Task instructions: Recast all the rows below as one numbered list, dropping any blank lines.
────────────────
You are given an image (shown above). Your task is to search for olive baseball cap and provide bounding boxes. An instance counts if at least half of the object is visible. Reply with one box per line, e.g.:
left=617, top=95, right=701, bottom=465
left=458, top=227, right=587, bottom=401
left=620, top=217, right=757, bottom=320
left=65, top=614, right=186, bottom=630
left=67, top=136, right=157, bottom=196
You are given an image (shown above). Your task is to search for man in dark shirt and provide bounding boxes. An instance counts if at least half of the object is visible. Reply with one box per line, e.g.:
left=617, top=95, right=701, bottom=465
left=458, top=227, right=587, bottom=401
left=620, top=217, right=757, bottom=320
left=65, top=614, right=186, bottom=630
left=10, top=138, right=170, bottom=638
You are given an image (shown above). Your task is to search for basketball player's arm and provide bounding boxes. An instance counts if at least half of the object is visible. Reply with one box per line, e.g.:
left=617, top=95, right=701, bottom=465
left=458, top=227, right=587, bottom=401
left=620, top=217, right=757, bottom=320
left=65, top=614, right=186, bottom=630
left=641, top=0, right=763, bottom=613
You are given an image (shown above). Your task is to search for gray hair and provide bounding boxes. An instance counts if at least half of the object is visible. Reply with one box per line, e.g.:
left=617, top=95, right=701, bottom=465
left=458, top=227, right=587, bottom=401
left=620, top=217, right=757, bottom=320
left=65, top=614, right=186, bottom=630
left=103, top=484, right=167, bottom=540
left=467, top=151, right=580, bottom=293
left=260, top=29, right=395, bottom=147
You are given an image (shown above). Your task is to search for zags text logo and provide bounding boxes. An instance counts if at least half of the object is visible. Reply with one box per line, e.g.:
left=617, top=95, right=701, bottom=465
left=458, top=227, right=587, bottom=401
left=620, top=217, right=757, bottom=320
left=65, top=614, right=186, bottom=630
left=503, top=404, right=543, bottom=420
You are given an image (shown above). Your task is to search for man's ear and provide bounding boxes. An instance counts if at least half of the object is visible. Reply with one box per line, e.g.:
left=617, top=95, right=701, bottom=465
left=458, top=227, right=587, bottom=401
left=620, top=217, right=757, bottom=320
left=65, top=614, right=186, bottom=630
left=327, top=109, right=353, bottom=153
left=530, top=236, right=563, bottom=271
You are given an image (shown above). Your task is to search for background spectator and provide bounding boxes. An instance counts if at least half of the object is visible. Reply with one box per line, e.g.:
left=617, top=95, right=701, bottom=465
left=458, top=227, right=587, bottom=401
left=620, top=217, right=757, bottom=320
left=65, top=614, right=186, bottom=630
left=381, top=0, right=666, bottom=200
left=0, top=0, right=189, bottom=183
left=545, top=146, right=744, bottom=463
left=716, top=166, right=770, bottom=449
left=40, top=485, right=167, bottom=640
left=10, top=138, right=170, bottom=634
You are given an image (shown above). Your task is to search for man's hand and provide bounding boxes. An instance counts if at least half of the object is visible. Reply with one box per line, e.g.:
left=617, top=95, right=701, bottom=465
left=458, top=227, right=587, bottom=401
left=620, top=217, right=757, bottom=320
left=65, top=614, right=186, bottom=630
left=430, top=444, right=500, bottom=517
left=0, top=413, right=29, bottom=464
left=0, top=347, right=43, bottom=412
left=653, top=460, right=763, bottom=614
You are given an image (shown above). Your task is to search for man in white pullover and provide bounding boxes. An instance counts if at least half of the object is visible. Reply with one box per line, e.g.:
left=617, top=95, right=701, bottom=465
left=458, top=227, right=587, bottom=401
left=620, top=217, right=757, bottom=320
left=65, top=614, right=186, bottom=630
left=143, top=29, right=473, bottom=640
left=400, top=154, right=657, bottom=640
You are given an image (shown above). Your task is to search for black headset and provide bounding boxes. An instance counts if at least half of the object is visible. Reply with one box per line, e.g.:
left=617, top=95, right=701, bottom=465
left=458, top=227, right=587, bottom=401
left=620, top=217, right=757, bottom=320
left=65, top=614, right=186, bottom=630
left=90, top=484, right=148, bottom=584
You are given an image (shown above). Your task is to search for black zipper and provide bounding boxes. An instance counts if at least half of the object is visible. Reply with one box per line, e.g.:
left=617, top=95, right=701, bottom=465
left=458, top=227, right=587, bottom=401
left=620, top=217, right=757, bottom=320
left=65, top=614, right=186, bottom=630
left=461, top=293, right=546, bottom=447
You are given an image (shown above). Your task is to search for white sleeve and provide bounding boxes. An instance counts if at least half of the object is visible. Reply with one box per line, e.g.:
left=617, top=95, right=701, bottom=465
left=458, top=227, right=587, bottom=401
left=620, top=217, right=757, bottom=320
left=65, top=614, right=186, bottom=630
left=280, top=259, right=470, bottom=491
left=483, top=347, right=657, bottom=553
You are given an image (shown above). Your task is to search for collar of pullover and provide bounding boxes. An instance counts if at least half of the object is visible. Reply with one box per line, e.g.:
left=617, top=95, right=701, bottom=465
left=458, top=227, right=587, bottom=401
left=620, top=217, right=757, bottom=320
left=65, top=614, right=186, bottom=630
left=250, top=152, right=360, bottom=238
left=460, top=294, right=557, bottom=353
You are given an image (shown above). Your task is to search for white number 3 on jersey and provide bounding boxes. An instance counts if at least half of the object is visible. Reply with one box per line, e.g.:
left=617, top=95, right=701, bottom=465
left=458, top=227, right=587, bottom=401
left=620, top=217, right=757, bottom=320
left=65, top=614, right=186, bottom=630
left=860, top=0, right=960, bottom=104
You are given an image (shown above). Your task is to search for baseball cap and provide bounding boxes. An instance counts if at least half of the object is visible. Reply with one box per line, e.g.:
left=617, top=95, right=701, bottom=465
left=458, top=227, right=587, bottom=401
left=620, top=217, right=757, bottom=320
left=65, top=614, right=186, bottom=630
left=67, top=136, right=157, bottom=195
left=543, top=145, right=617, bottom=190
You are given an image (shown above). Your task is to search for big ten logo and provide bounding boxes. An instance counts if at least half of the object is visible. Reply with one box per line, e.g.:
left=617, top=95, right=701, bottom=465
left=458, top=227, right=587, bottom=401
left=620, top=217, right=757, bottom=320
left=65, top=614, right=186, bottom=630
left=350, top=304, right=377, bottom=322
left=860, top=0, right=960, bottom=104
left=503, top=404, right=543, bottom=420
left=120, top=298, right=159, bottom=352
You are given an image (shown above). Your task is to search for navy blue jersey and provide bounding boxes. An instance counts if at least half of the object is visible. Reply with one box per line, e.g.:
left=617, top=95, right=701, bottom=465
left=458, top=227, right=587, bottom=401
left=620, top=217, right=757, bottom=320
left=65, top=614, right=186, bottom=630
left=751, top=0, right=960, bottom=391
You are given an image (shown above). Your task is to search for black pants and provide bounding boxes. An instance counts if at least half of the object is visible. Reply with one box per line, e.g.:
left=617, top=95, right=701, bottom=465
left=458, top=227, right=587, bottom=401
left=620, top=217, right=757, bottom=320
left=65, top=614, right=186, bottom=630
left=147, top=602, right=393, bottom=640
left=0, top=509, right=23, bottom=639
────────────────
Response below:
1. You are given an image (shown above). Your task is to search for olive baseball cap and provide bounding boxes. An instance counts if at least half of the object is visible. Reply with one box per line, e.g.:
2. left=617, top=95, right=701, bottom=465
3. left=458, top=227, right=587, bottom=401
4. left=620, top=217, right=757, bottom=320
5. left=65, top=614, right=186, bottom=630
6. left=67, top=136, right=157, bottom=196
7. You are given an image (shown above). Your task is to search for man in dark shirt and provide bounding boxes. An instance counts if at least half of the object is visible. Reply with one box per line, e.g.:
8. left=617, top=95, right=701, bottom=465
9. left=458, top=227, right=587, bottom=401
10. left=620, top=217, right=757, bottom=320
11. left=65, top=614, right=186, bottom=630
12. left=10, top=138, right=170, bottom=638
13. You are given an image (shown above). Your task is to search for basketball player's arm and provide bounding boxes. An instance counts if at least half of the object is visible. Reply with one box per line, e.g.:
14. left=617, top=95, right=701, bottom=465
15. left=458, top=227, right=587, bottom=401
16. left=620, top=217, right=757, bottom=320
17. left=65, top=614, right=186, bottom=630
18. left=641, top=0, right=763, bottom=613
19. You are given an image (shown above). Your task is to search for gray hair and provide bounding boxes. An instance counts if at least half of the object is visible. Reply with one box per line, e.g.:
20. left=617, top=95, right=701, bottom=465
21. left=458, top=227, right=587, bottom=401
22. left=620, top=217, right=757, bottom=320
23. left=65, top=614, right=186, bottom=630
24. left=103, top=484, right=167, bottom=540
25. left=467, top=151, right=580, bottom=293
26. left=260, top=29, right=395, bottom=147
27. You are given an image (shown above). Your task is to search for zags text logo and provide bounding boxes. An instance counts if at least half of the object is visible. Reply with one box per line, e.g.:
28. left=617, top=95, right=701, bottom=465
29. left=458, top=227, right=587, bottom=401
30. left=620, top=217, right=757, bottom=320
31. left=65, top=614, right=186, bottom=630
32. left=503, top=404, right=543, bottom=420
33. You are given an image (shown above). Your task is to search for man's ear and provide bounding boxes. An instance counts if at least half of the object is visible. Reply with one box per line, e.g.:
34. left=617, top=95, right=701, bottom=465
35. left=458, top=227, right=587, bottom=401
36. left=620, top=217, right=757, bottom=320
37. left=65, top=614, right=186, bottom=630
38. left=327, top=109, right=353, bottom=153
39. left=530, top=236, right=563, bottom=271
40. You are given an image (shown above). Your task is to search for background spectator and provide bounding boxes. An instance counts if at least half of the object is visible. Reply with one box per line, e.g.:
41. left=617, top=95, right=701, bottom=465
42. left=458, top=227, right=587, bottom=401
43. left=620, top=217, right=757, bottom=320
44. left=65, top=614, right=186, bottom=630
45. left=381, top=0, right=666, bottom=200
46. left=0, top=0, right=189, bottom=183
47. left=545, top=146, right=744, bottom=463
48. left=716, top=166, right=770, bottom=449
49. left=40, top=485, right=167, bottom=640
50. left=10, top=138, right=170, bottom=634
51. You are given an image (shown above). Your task is to search for man's hand and provide bounding boxes. An instance counts if at least half of the object is visible. Reply with one box per line, e.g.:
52. left=617, top=95, right=701, bottom=465
53. left=458, top=227, right=587, bottom=401
54. left=620, top=217, right=757, bottom=320
55. left=65, top=614, right=186, bottom=630
56. left=430, top=444, right=500, bottom=517
57. left=0, top=413, right=29, bottom=464
58. left=0, top=347, right=43, bottom=412
59. left=653, top=460, right=763, bottom=614
60. You are given an image (shown above). Your task is to search for man in white pullover and provide bounding boxes. An instance counts if at least half of the object is visible. Reply with one box per line, e.g.:
61. left=617, top=95, right=701, bottom=465
62. left=458, top=227, right=587, bottom=401
63. left=620, top=217, right=757, bottom=320
64. left=65, top=614, right=186, bottom=630
65. left=143, top=29, right=473, bottom=640
66. left=400, top=154, right=657, bottom=640
67. You are given an image (shown above). Your task is to search for black headset and provide bounding boxes. An instance counts if at least half of the object is visible. Reply with one box per line, e.g.:
68. left=617, top=95, right=701, bottom=465
69. left=458, top=227, right=587, bottom=401
70. left=620, top=217, right=757, bottom=320
71. left=65, top=614, right=186, bottom=630
72. left=90, top=484, right=148, bottom=584
73. You are given an image (shown above). Your task is to search for black zipper and provide bounding boxes. An instance counts if at least half of the object is visible. Reply with one box per line, e.g.:
74. left=617, top=95, right=701, bottom=465
75. left=458, top=227, right=587, bottom=401
76. left=620, top=217, right=757, bottom=320
77. left=65, top=614, right=186, bottom=630
78. left=461, top=293, right=546, bottom=447
79. You are given an image (shown above). Your task is to search for white sleeve and provide bounding boxes. An instance counts if at least half of the object is visible. Reply with one box per line, e.g.:
80. left=617, top=95, right=701, bottom=465
81. left=458, top=227, right=587, bottom=401
82. left=620, top=217, right=757, bottom=320
83. left=65, top=614, right=186, bottom=630
84. left=280, top=259, right=470, bottom=491
85. left=483, top=347, right=657, bottom=553
86. You are given an image (shown above). Your task is to search for collar of pullover and provide bounding boxes. An instance counts if at least half of the object is visible. Reply with one box per line, e.g.:
87. left=617, top=95, right=701, bottom=465
88. left=458, top=227, right=587, bottom=401
89. left=620, top=217, right=757, bottom=320
90. left=65, top=614, right=186, bottom=630
91. left=250, top=152, right=360, bottom=238
92. left=460, top=294, right=557, bottom=353
93. You are given an image (shown above). Your task is to search for white number 3 on jersey and provide bounding boxes. An instance counts if at least half of the object is visible. Reply with one box per line, e.g.:
94. left=617, top=95, right=701, bottom=465
95. left=458, top=227, right=587, bottom=401
96. left=620, top=217, right=757, bottom=320
97. left=65, top=614, right=186, bottom=630
98. left=860, top=0, right=960, bottom=104
99. You are given an image (shown above). Your task is to search for baseball cap and provide bounding boxes. An instance counts if at least half of the object is visible. Reply with one box per line, e.g.:
100. left=617, top=95, right=701, bottom=465
101. left=458, top=227, right=587, bottom=401
102. left=620, top=217, right=757, bottom=320
103. left=65, top=614, right=186, bottom=630
104. left=67, top=136, right=157, bottom=195
105. left=543, top=145, right=617, bottom=190
106. You are given an image (shown above). Your task is to search for big ten logo and provide bounding boxes. An instance counts if at least half of the object is visible. Reply with one box per line, e.g.:
107. left=617, top=95, right=701, bottom=465
108. left=458, top=227, right=587, bottom=401
109. left=620, top=217, right=757, bottom=320
110. left=65, top=614, right=186, bottom=630
111. left=350, top=304, right=377, bottom=322
112. left=860, top=0, right=960, bottom=104
113. left=503, top=404, right=543, bottom=420
114. left=120, top=298, right=159, bottom=352
115. You are given an image (shown above). Your task is to search for navy blue jersey and provide bounding boxes. An instance counts if at least half of the object is visible. Reply with one box per line, e.g.:
116. left=617, top=95, right=701, bottom=465
117. left=458, top=227, right=587, bottom=401
118. left=620, top=217, right=757, bottom=320
119. left=65, top=614, right=186, bottom=630
120. left=751, top=0, right=960, bottom=391
121. You are given an image (shown above). Your task is to search for black pants and provide bounding boxes. An instance counts if at least half of the object is visible. Reply with one box per line, e.g.:
122. left=617, top=95, right=701, bottom=465
123. left=458, top=227, right=587, bottom=401
124. left=620, top=217, right=757, bottom=320
125. left=65, top=614, right=186, bottom=630
126. left=147, top=602, right=393, bottom=640
127. left=0, top=509, right=23, bottom=639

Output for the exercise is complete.